▶ **THE RECORDS**
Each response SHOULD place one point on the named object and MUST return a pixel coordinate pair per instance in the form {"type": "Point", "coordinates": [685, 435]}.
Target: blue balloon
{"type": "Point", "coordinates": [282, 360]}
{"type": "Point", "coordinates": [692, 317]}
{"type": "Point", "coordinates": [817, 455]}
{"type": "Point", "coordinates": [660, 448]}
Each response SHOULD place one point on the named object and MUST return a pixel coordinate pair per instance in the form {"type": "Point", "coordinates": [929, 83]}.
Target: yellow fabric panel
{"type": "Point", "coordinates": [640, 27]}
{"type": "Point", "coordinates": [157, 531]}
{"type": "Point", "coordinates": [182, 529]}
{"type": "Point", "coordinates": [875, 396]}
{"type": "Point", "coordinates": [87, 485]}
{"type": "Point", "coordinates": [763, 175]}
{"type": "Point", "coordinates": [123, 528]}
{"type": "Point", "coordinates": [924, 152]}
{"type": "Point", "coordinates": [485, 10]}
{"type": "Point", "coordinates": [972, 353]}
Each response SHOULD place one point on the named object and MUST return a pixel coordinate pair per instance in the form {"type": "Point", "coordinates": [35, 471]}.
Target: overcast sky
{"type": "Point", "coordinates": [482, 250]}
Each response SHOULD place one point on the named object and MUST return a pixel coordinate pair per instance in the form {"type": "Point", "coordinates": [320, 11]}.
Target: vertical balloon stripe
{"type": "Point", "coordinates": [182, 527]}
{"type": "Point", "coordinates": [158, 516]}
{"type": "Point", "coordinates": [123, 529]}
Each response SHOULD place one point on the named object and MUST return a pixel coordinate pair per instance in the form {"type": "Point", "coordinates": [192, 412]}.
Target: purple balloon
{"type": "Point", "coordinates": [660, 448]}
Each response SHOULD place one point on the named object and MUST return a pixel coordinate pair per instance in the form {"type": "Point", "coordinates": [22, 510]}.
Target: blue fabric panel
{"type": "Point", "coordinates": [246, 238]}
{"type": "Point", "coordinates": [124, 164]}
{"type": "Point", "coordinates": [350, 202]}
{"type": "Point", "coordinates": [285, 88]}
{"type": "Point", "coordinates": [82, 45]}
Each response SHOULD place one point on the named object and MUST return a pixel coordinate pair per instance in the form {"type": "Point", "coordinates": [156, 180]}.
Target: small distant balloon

▶ **EXERCISE AIM**
Would you print each line of the material exactly?

▶ **OUTPUT BELOW**
Each response SHOULD place one point on the named object and MUST return a pixel coordinate pair per instance in the form {"type": "Point", "coordinates": [685, 435]}.
Target: blue balloon
{"type": "Point", "coordinates": [282, 360]}
{"type": "Point", "coordinates": [692, 317]}
{"type": "Point", "coordinates": [817, 455]}
{"type": "Point", "coordinates": [660, 448]}
Each response SHOULD place one point on the named object and MUST return a pixel coordinate pair per instance in the form {"type": "Point", "coordinates": [929, 83]}.
Target: yellow fabric panel
{"type": "Point", "coordinates": [640, 27]}
{"type": "Point", "coordinates": [157, 531]}
{"type": "Point", "coordinates": [182, 529]}
{"type": "Point", "coordinates": [875, 396]}
{"type": "Point", "coordinates": [87, 485]}
{"type": "Point", "coordinates": [763, 175]}
{"type": "Point", "coordinates": [123, 528]}
{"type": "Point", "coordinates": [924, 152]}
{"type": "Point", "coordinates": [485, 10]}
{"type": "Point", "coordinates": [972, 353]}
Each response SHOULD place one point on the named object and MUST return a pixel coordinate pair per instance in the form {"type": "Point", "coordinates": [35, 471]}.
Target: overcast sky
{"type": "Point", "coordinates": [482, 250]}
Each response SHOULD place one point on the named object and MUST return a pixel coordinate pair per instance in the form {"type": "Point", "coordinates": [320, 11]}.
Target: vertical balloon stripe
{"type": "Point", "coordinates": [182, 527]}
{"type": "Point", "coordinates": [158, 516]}
{"type": "Point", "coordinates": [123, 529]}
Each response SHOULD place one point on the named object and MUST return a pixel coordinate pair per instance in the form {"type": "Point", "coordinates": [192, 412]}.
Target: purple balloon
{"type": "Point", "coordinates": [660, 448]}
Each response SHOULD place one point on the named object and MUST return a pixel coordinate pair per instance in the form {"type": "Point", "coordinates": [22, 510]}.
Target: blue fabric panel
{"type": "Point", "coordinates": [246, 238]}
{"type": "Point", "coordinates": [124, 164]}
{"type": "Point", "coordinates": [350, 202]}
{"type": "Point", "coordinates": [285, 88]}
{"type": "Point", "coordinates": [82, 45]}
Each response SHOULD place one point on the named object and MUST return a pixel coordinate pair per instance in the form {"type": "Point", "coordinates": [156, 180]}.
Target: small distant balloon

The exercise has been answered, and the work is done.